▶ _WHAT YOU SHOULD DO_
List every line of the records below that holds the word "chocolate".

---- THE RECORDS

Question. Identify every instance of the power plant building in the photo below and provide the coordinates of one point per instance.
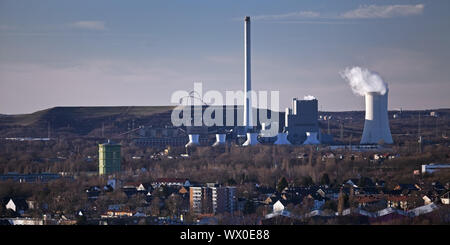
(109, 158)
(302, 118)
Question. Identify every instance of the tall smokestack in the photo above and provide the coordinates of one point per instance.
(248, 110)
(376, 125)
(248, 122)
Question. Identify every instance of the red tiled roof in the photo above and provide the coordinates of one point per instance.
(176, 180)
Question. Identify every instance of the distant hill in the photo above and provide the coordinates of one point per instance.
(81, 120)
(113, 120)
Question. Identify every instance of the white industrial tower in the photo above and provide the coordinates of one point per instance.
(376, 125)
(248, 109)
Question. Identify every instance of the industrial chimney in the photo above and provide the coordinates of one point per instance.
(248, 109)
(376, 125)
(193, 140)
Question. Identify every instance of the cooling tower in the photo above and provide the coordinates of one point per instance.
(282, 139)
(193, 140)
(220, 140)
(311, 139)
(376, 125)
(251, 139)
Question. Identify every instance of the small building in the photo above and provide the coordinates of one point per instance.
(109, 158)
(433, 167)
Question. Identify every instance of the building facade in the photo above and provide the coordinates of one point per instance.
(109, 158)
(212, 199)
(302, 118)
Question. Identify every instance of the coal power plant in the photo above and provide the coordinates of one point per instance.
(297, 125)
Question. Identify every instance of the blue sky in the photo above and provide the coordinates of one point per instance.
(91, 53)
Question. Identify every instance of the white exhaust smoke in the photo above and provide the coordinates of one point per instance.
(363, 81)
(309, 97)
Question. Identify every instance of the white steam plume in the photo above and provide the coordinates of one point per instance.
(309, 97)
(362, 80)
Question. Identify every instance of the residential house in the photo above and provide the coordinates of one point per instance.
(18, 205)
(400, 202)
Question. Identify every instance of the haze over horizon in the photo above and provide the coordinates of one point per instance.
(112, 53)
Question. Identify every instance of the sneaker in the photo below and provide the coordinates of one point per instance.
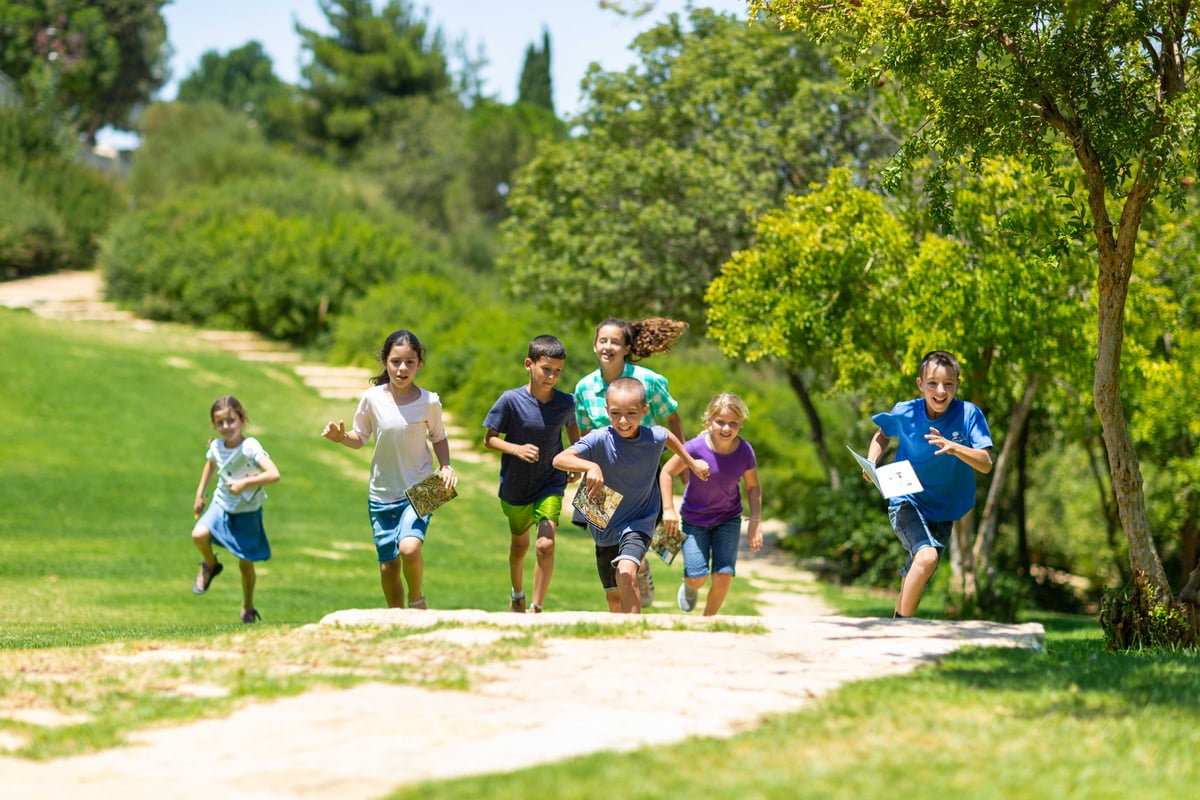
(687, 597)
(204, 577)
(646, 584)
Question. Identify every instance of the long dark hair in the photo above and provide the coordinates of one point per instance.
(401, 337)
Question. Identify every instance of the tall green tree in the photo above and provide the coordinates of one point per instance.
(672, 161)
(357, 74)
(1117, 83)
(91, 62)
(535, 86)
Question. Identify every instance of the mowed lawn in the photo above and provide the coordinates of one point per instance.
(105, 435)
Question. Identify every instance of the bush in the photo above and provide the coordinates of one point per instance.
(31, 235)
(274, 256)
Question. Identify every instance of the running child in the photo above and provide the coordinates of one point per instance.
(234, 519)
(401, 416)
(947, 441)
(624, 456)
(712, 510)
(526, 427)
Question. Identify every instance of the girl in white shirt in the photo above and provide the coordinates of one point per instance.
(401, 416)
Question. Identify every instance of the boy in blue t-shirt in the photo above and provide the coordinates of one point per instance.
(624, 455)
(531, 420)
(947, 440)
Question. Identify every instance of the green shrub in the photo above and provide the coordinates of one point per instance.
(269, 254)
(31, 234)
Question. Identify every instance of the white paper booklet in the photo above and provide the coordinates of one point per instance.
(892, 480)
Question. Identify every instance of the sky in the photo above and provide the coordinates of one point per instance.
(580, 32)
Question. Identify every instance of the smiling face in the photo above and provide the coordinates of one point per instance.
(937, 384)
(627, 409)
(228, 423)
(402, 365)
(610, 346)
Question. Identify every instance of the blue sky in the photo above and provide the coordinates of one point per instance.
(580, 32)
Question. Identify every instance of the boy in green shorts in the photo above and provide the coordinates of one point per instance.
(526, 427)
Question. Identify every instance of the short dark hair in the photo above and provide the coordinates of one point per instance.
(939, 359)
(546, 347)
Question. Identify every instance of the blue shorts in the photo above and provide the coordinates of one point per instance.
(916, 534)
(241, 534)
(711, 546)
(393, 522)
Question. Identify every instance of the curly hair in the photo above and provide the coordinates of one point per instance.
(647, 336)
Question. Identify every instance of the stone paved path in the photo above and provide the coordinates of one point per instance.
(577, 696)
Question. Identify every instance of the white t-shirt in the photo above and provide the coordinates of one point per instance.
(234, 463)
(401, 455)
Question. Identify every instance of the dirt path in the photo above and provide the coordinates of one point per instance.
(575, 697)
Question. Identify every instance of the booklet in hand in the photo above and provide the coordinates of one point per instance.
(892, 480)
(666, 545)
(597, 512)
(430, 494)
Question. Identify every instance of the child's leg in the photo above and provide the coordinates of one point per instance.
(414, 566)
(544, 570)
(393, 584)
(627, 583)
(249, 578)
(519, 545)
(924, 561)
(203, 541)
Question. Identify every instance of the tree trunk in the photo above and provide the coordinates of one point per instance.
(990, 519)
(1113, 282)
(815, 425)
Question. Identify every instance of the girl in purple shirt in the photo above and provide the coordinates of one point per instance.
(712, 509)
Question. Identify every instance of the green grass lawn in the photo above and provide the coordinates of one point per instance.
(105, 435)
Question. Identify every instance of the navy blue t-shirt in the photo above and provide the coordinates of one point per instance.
(525, 420)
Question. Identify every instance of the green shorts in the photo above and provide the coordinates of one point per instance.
(522, 518)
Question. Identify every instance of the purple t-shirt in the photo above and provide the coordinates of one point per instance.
(718, 499)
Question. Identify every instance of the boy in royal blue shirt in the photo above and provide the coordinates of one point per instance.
(947, 440)
(624, 455)
(531, 419)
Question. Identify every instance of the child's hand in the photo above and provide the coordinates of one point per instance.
(594, 481)
(755, 536)
(335, 431)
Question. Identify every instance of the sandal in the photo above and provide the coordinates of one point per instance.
(205, 577)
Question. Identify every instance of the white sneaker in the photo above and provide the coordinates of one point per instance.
(646, 584)
(687, 597)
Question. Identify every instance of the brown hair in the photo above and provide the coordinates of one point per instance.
(647, 336)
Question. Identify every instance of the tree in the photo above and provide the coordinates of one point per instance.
(535, 86)
(243, 80)
(371, 61)
(90, 62)
(672, 161)
(1116, 83)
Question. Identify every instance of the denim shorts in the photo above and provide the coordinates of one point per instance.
(915, 533)
(391, 522)
(711, 546)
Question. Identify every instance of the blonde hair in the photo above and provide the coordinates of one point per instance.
(726, 402)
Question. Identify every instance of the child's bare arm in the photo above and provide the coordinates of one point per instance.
(697, 467)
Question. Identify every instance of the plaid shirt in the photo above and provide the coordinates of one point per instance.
(589, 403)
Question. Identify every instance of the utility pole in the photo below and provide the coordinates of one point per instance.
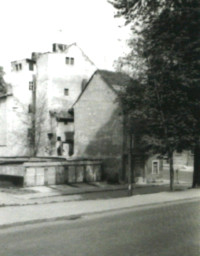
(130, 169)
(33, 116)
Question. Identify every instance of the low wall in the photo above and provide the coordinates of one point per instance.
(50, 173)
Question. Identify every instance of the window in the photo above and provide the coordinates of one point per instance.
(155, 167)
(30, 86)
(29, 133)
(69, 61)
(31, 66)
(18, 67)
(72, 61)
(66, 91)
(29, 108)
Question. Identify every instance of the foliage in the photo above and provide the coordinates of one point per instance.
(166, 36)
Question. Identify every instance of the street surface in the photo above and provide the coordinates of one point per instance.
(164, 230)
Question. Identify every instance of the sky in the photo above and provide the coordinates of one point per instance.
(34, 25)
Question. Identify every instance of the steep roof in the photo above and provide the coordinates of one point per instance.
(115, 80)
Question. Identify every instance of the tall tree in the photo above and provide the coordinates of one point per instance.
(2, 81)
(166, 37)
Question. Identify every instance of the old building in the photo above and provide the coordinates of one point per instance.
(99, 123)
(48, 83)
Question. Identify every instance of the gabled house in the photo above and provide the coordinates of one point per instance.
(99, 124)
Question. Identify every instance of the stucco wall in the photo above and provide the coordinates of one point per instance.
(15, 121)
(98, 127)
(53, 76)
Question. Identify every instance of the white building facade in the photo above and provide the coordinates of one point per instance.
(59, 77)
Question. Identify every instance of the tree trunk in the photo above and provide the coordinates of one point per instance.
(196, 173)
(33, 141)
(130, 169)
(171, 170)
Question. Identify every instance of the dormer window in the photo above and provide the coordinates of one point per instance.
(69, 61)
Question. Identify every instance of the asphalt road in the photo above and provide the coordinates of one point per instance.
(158, 231)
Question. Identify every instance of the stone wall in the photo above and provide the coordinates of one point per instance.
(38, 174)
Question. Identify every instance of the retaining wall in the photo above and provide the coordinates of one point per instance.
(50, 173)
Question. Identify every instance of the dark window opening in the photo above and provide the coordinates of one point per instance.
(30, 108)
(30, 86)
(67, 60)
(31, 66)
(18, 67)
(66, 91)
(29, 134)
(50, 136)
(71, 149)
(72, 61)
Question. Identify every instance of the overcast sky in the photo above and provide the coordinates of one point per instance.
(33, 25)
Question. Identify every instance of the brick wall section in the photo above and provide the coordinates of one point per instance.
(99, 127)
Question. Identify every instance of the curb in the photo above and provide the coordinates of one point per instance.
(78, 216)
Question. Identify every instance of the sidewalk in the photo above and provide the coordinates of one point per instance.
(18, 215)
(14, 196)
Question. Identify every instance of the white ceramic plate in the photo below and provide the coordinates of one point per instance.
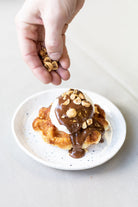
(33, 145)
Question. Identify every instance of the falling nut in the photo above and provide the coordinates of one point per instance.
(71, 113)
(96, 110)
(73, 96)
(77, 101)
(69, 92)
(84, 125)
(48, 65)
(85, 103)
(89, 122)
(55, 65)
(66, 102)
(47, 59)
(81, 96)
(42, 53)
(75, 91)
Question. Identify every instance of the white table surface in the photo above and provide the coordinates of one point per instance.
(103, 45)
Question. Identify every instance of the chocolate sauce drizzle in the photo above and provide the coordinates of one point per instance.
(74, 125)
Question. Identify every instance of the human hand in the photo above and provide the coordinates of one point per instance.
(46, 21)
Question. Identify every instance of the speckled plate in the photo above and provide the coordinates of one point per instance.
(33, 145)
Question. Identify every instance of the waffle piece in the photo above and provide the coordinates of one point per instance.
(52, 135)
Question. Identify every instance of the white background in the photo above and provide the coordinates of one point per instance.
(103, 46)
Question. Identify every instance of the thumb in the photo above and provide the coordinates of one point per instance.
(53, 38)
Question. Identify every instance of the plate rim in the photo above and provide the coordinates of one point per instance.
(49, 164)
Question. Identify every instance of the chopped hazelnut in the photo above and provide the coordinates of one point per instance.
(81, 96)
(48, 65)
(47, 59)
(66, 102)
(89, 122)
(55, 65)
(73, 96)
(85, 103)
(84, 125)
(77, 101)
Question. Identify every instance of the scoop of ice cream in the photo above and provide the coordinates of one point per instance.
(72, 111)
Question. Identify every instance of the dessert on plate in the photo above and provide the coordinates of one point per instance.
(72, 122)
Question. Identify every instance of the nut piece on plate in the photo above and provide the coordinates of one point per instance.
(71, 113)
(85, 103)
(66, 102)
(77, 101)
(89, 122)
(46, 61)
(84, 125)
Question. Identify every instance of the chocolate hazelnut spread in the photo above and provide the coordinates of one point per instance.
(76, 113)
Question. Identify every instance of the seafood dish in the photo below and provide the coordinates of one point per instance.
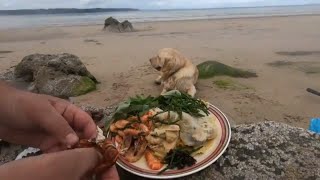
(167, 131)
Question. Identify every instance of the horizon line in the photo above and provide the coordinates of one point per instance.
(150, 9)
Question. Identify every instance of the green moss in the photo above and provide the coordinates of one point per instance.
(85, 85)
(210, 69)
(229, 84)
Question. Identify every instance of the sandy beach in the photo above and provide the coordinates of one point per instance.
(120, 61)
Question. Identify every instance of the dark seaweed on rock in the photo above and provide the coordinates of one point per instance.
(179, 158)
(210, 69)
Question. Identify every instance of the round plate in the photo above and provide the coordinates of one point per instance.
(215, 150)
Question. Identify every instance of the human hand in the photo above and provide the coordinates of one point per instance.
(70, 165)
(42, 121)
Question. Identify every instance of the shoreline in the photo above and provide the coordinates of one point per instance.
(120, 61)
(166, 21)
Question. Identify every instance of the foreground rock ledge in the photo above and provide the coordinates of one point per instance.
(60, 75)
(267, 150)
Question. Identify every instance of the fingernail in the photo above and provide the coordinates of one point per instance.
(71, 139)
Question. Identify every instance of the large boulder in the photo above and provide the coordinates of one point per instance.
(210, 69)
(114, 25)
(110, 22)
(61, 75)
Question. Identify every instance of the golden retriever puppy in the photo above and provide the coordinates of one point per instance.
(176, 71)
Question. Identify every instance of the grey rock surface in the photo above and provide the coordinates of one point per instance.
(60, 75)
(114, 25)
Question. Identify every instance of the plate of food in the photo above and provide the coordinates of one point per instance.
(169, 136)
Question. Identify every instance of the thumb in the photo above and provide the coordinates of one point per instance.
(65, 165)
(58, 127)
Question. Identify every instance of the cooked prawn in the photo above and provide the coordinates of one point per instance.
(132, 132)
(121, 133)
(132, 118)
(153, 162)
(121, 124)
(144, 118)
(118, 139)
(113, 128)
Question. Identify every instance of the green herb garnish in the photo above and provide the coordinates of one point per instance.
(172, 101)
(179, 158)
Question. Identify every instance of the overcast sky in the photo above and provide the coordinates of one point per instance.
(144, 4)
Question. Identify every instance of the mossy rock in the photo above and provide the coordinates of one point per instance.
(85, 85)
(210, 69)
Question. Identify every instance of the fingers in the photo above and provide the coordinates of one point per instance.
(81, 121)
(76, 117)
(69, 165)
(58, 127)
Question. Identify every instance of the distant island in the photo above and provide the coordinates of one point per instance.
(62, 11)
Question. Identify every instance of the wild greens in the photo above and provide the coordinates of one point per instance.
(172, 101)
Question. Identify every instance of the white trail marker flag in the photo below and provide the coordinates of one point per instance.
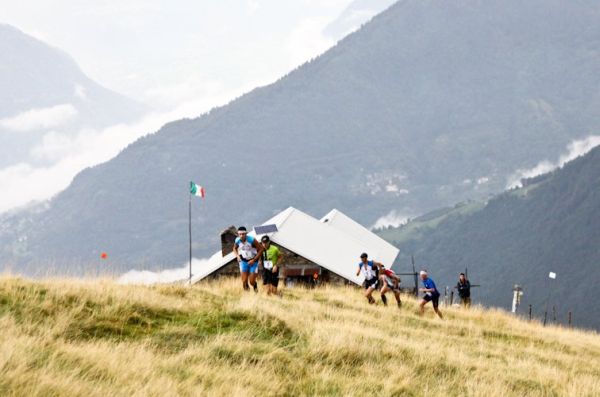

--------

▶ _ANSWER TO THIS EXERCISE_
Question. Identify every instance of the chocolate sauce drizzle in the photo above and provide the coordinates of one point per instance.
Question. Identify every instance of the chocolate hazelnut spread in the photo above and provide the coordinates of one point per instance.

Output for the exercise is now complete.